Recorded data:
________________
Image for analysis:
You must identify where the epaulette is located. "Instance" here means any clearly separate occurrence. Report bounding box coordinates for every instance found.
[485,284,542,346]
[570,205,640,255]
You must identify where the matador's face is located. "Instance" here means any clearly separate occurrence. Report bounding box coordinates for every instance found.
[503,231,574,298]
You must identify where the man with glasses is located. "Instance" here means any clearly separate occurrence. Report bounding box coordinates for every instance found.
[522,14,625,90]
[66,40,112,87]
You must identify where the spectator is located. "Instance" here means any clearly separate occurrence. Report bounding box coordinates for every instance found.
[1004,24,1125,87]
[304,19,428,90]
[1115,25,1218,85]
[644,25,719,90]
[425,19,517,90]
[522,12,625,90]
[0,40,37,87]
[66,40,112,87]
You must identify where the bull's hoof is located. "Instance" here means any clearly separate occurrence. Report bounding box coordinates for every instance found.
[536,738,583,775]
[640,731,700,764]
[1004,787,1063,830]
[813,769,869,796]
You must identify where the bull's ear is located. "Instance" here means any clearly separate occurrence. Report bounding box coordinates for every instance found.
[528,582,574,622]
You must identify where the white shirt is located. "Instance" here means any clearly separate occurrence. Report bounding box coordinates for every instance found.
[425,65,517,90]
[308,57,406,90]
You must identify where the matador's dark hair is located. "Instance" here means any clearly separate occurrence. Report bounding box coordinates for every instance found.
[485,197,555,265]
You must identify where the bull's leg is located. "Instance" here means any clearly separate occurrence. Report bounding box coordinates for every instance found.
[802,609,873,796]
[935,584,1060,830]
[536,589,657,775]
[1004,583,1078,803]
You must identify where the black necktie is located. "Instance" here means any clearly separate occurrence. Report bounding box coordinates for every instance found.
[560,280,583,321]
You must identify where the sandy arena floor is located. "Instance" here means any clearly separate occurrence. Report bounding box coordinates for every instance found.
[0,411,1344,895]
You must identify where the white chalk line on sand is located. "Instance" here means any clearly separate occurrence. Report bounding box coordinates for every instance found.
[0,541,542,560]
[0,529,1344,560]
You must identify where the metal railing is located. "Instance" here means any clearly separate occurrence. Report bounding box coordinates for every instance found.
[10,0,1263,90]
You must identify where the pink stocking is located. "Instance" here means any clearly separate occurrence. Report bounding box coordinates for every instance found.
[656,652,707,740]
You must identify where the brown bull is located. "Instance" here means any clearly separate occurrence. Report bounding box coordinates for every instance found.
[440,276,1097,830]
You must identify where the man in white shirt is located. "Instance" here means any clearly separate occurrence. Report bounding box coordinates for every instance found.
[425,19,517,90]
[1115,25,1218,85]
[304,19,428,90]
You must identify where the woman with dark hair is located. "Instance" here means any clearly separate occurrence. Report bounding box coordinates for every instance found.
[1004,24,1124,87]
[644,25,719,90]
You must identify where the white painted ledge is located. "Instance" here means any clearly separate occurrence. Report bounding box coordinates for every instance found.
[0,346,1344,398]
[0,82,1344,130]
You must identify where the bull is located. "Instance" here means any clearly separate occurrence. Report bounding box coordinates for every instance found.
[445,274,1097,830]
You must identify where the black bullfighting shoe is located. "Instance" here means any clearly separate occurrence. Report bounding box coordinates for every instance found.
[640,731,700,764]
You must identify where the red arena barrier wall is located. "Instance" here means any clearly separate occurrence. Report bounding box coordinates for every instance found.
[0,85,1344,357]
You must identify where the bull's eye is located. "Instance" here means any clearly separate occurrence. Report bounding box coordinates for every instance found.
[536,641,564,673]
________________
• **Instruction**
Starting with the line containing "You must identify where the bull's hoof" and going on through the line containing "[528,582,574,622]", reproduce those items, requests included. Shift every bounding box coordinate by adding 96 to it.

• **Correct result**
You must identify where the bull's hoof is located. "Instance" here means any clearly separate occurrence. Report bounding box coordinates for every instance found.
[632,834,679,871]
[736,827,796,860]
[1100,883,1159,926]
[909,865,965,892]
You must identify where the bull's ear is located. "Instance" here means any clearly separate occurrence. Report bounding box coordinates for every instance found.
[624,678,670,718]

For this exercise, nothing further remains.